◆ **Text excerpt**:
Upon inspection of the environment I am supposed to work on, I have found hosts that were once part of a vSAN cluster but were not properly cleaned up prior to ESXi rebuild.

The vSAN clean up process involves the following steps:

  1. Set host in Maintenance Mode
  2. Delete Disk Group(s)
    • This removes vSAN partitions as well
  3. Remove host from vSAN cluster
  4. Clean up network
  5. Remove from vCenter

As previously mentioned, I usually get called in after the vCenter is gone and hosts have been re-imaged. Now what?!?!

The steps to manually clean the hosts involve the following tasks:

Delete Disk Groups via CLI

Since we do not have access to vCenter in this case, we can delete the Disk Group via CLI using esxcli commands.

You can remove the disks by specifying the ssd cache device to remove that device and all backing capacity devices, or you can do it one device at a time by using the device’s uuid.

To remove the devices one a time you can use vdq -q command to list the devices and then use esxcli vsan storage remove -u <uuid>. I prefer the other method since it is a lot faster…

  • List devices by using vdq -i

  • Run esxcli vsan storage remove -s <cache device>
  • In this case we will run this command for naa.55cd2e404b66fcbb and naa.55cd2e404b4393b9

 

Now What?!?!

Now that we have deleted the disk groups, we need to make sure that the host doesn’t think it is still part of a vSAN cluster.

Remove Host from vSAN Cluster via CLI

  • Check vSAN cluster membership
    • esxcli vsan cluster get
  • If it belongs to a cluster, remove it
    • esxcli vsan cluster leave

Clean up Network configuration

Since the hosts were re-imaged, this should be all set to default, but in case this was not cleaned up, or was manually re-created, you can clean it up by resetting the configuration.

The following command resets the root, password, overrides all the network configuration changes, and reboots the host. Don’t do this unless you are planning to reset the host to default… You’ve been warned.

/bin/firmwareConfig.py –reset

 

At this point, you can use the cleaned host to either join a new vSAN cluster, commission a host in VCF SDDC Manager, or use it as part of the VCF bring up process for the Management Domain.

◆ **Written problem**: Continue the text on cleaning up former vSAN hosts, starting after its final sentence.

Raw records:
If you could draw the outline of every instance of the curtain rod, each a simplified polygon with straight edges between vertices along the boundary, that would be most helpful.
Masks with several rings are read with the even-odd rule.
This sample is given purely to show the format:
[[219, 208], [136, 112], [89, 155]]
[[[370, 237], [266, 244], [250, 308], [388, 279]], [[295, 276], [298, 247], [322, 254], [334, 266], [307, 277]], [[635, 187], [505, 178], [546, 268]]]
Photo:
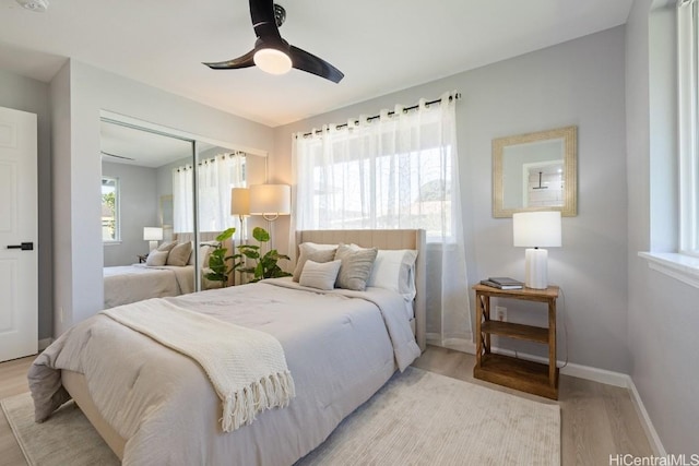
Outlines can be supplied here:
[[[459, 100], [460, 98], [461, 98], [461, 93], [455, 93], [455, 94], [449, 96], [449, 101], [451, 101], [452, 99]], [[434, 104], [439, 104], [440, 101], [441, 101], [441, 98], [437, 98], [435, 100], [426, 101], [425, 106], [427, 107], [427, 106], [430, 106], [430, 105], [434, 105]], [[412, 105], [410, 107], [405, 107], [403, 109], [403, 111], [411, 111], [411, 110], [415, 110], [416, 108], [419, 108], [419, 104]], [[395, 111], [391, 110], [391, 111], [388, 112], [388, 115], [389, 115], [389, 117], [391, 117], [391, 116], [395, 115]], [[378, 120], [379, 118], [381, 118], [380, 115], [375, 115], [374, 117], [367, 118], [367, 121]], [[359, 124], [359, 120], [354, 120], [354, 123], [355, 124]], [[342, 128], [345, 128], [346, 126], [347, 126], [347, 123], [336, 124], [335, 129], [340, 130]], [[303, 138], [308, 138], [308, 136], [312, 135], [313, 133], [321, 133], [321, 132], [322, 132], [322, 130], [316, 130], [316, 131], [311, 131], [309, 133], [304, 133], [301, 136]]]

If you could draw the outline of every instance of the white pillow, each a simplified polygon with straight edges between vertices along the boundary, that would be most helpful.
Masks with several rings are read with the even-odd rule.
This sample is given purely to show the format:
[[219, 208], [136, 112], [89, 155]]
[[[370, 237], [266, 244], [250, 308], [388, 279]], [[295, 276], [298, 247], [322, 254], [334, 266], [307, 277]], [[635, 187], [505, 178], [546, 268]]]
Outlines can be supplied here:
[[315, 262], [306, 261], [298, 283], [318, 289], [333, 289], [342, 261]]
[[304, 242], [298, 246], [298, 260], [292, 279], [298, 282], [304, 271], [306, 261], [311, 260], [318, 263], [330, 262], [335, 259], [337, 244], [317, 244], [315, 242]]
[[415, 299], [415, 261], [417, 251], [411, 249], [379, 250], [367, 286], [386, 288]]
[[166, 264], [182, 267], [189, 262], [190, 255], [192, 255], [192, 243], [190, 241], [180, 242], [170, 249]]
[[154, 249], [145, 260], [145, 265], [150, 267], [162, 267], [167, 262], [168, 254], [169, 251], [158, 251], [157, 249]]

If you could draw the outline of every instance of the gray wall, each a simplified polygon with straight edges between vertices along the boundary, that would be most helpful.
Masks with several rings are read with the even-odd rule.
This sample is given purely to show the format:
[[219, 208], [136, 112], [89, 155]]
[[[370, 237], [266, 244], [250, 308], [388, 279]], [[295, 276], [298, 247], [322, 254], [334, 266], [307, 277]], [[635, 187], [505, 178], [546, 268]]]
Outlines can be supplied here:
[[627, 24], [629, 373], [665, 450], [691, 454], [699, 426], [699, 289], [637, 255], [677, 246], [675, 28], [664, 3], [637, 0]]
[[138, 255], [149, 252], [143, 227], [161, 225], [157, 169], [103, 162], [102, 175], [119, 179], [121, 220], [121, 242], [104, 246], [104, 265], [133, 264], [139, 262]]
[[[464, 286], [489, 275], [523, 278], [524, 250], [512, 247], [511, 219], [491, 216], [490, 142], [578, 126], [578, 216], [564, 218], [562, 248], [549, 250], [549, 279], [565, 290], [558, 355], [562, 359], [567, 353], [574, 363], [627, 372], [624, 34], [623, 26], [616, 27], [276, 128], [272, 178], [291, 182], [293, 132], [457, 89], [463, 95], [457, 124], [470, 280]], [[275, 228], [284, 236], [288, 222], [277, 220]], [[513, 310], [520, 304], [507, 306], [514, 320]], [[474, 309], [472, 302], [472, 319]], [[520, 316], [524, 322], [545, 322], [538, 309], [523, 309]], [[507, 347], [546, 355], [545, 347]]]
[[38, 117], [38, 335], [39, 339], [44, 339], [51, 336], [54, 326], [51, 112], [48, 84], [0, 70], [0, 107], [29, 111]]

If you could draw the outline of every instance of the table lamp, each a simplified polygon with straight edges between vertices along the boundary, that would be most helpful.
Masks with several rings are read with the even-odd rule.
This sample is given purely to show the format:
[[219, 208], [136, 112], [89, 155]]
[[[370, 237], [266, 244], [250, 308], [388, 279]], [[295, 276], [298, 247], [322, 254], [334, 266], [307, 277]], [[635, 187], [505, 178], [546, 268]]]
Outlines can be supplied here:
[[560, 247], [560, 212], [518, 212], [512, 214], [513, 244], [524, 253], [524, 286], [548, 287], [548, 251]]
[[250, 215], [262, 215], [273, 222], [292, 211], [292, 187], [288, 184], [253, 184], [250, 187]]
[[163, 228], [161, 227], [143, 227], [143, 240], [150, 241], [150, 251], [157, 248], [157, 242], [163, 239]]

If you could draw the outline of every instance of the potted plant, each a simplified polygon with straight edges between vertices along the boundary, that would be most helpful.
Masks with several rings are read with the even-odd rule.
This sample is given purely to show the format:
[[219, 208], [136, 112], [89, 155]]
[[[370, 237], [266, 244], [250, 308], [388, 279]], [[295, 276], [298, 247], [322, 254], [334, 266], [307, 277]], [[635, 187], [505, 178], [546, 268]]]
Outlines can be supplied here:
[[[280, 259], [288, 260], [289, 256], [280, 254], [276, 249], [270, 249], [264, 255], [260, 255], [262, 244], [270, 240], [270, 234], [264, 228], [256, 227], [252, 230], [252, 238], [257, 239], [258, 244], [240, 244], [238, 253], [233, 255], [235, 261], [233, 270], [238, 272], [252, 274], [250, 283], [259, 282], [263, 278], [279, 278], [291, 276], [288, 272], [284, 272], [277, 264]], [[247, 260], [253, 261], [253, 265], [248, 266]]]
[[211, 252], [211, 255], [209, 256], [208, 268], [210, 270], [210, 272], [208, 272], [204, 275], [204, 277], [210, 282], [221, 282], [222, 288], [228, 282], [228, 275], [235, 268], [233, 267], [229, 270], [228, 266], [226, 265], [226, 261], [233, 259], [234, 255], [226, 256], [226, 252], [228, 252], [228, 248], [224, 248], [223, 242], [228, 238], [233, 237], [235, 232], [236, 232], [235, 228], [228, 228], [227, 230], [218, 235], [216, 237], [216, 241], [218, 241], [218, 244]]

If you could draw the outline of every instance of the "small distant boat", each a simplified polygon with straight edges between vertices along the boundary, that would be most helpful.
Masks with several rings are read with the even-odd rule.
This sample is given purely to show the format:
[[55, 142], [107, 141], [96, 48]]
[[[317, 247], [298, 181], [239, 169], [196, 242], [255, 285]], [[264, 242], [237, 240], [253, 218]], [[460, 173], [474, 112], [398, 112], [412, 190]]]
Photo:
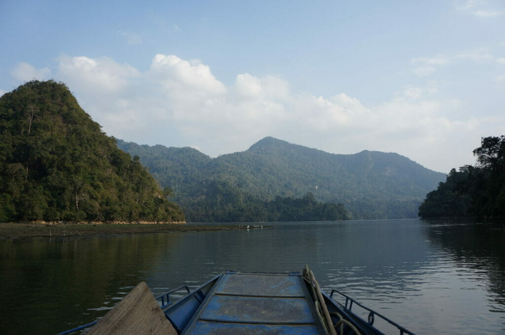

◆ **Expected answer**:
@GreatWhiteTec

Lab ESXi err_cert_revoked in Chrome

I recently deployed a new lab and encountered an error from Chrome – err_cert_revoked. Usually I click through the Chrome warnings and accept moving forward in “unsafe” mode.

However, there was no option to continue. The error supplied indicated “You cannon visit <yoursite.com” right now because this certificate has been revoked…”

Since this is an internal lab, I don’t worry much about external certs and what not, i just needed to get in my lab to do some work…

Workaround

Rename Hosts to correct name

First I found out all my hosts were named “localhost.mylab.com”, so naturally the first step was to fix the host names. Easy. Go to DCUI and change the host names for each host.

 

Backup certificate and Generate a new certificates

Once I changed all the names, I made a backup of the original certs, just in case by running the following commands under /etc/vmware/ssl 

mv rui.crt backup.rui.crt

mv rui.key backup.rui.key

Then generated new certificates by running /sbin/generate-certificates

Rebooted my hosts

 

Download new certificate

For this step, I opened the esxi UI in FireFox and when I got the error, I had the option to download the certificate and keychain. I clicked on PEM (cert) to download the cert.

 

Trust Certificate

Once I downloaded the cert I opened it on my Mac with Keychain Access. I trusted the certificate by double clicking on the cert and under Trust> changed from Use System Defaults to Always Trust under “When using this certificate” drop-down.

 

THIS IS A LAB ENVIRONMENT (internal). DO NOT TRUST sites you are not familiar with. 

 

Unable to power on VM “vmwarePhoton64Guest’ is not supported”

I was in the process of deploying vSAN Performance Monitor  and came across an error.

The error pops up as “No host is compatible with the virtual machine”

It further describes the error as “vmwarePhoton64Guest’ is not supported”

 

The FIX:

Right Click on the vSAN Performance Monitor VM

Select Compatibility> Upgrade VM Compatibility

 

 

 

Select yes for the upgrade. Warning: This step is NOT reversible.

 

 

Finally, select the version you want the VM to be compatible with depending on the version you are currently running.

 

More info about VM Compatibility Settings available here

What’s new on vSAN Encryption 6.7 U1?

I’ve written a few blog posts in the past about vSAN Data at Rest Encryption (D@RE). These posts explain how encryption works, and how the keys are handed over to vSphere. Go here for more info.

For vSAN D@RE to work properly, ESXi hosts need to be able to reach the KMS cluster during reboot operations. Yes, hopefully you have a cluster for redundancy, but a single KMS server will still work. This is necessary in order for ESXi hosts within the vSAN cluster to be able to obtain both the Host Encryption Key (let’s call this HEK), and the Key Encryption Key (KEK).

Wait!!! Why do we have to go to KMS again if we already received the keys?!?!

See, The Host Encryption Key, and the Key Encryption Key live in a non persistent state in memory, in the key cache. When a vSAN node (ESXi server) is rebooted, these key go away (poof…gone). So, when vSAN encryption is enabled, and the hosts are rebooted, it needs to go out to the KMS and get those keys. So you may want to make sure that your hosts can talk to KMS, and that KMS has your keys before you consider rebooting your hosts. Oh yeah, it goes without saying that the KMS should NOT be in the vSAN cluster, and you can see why.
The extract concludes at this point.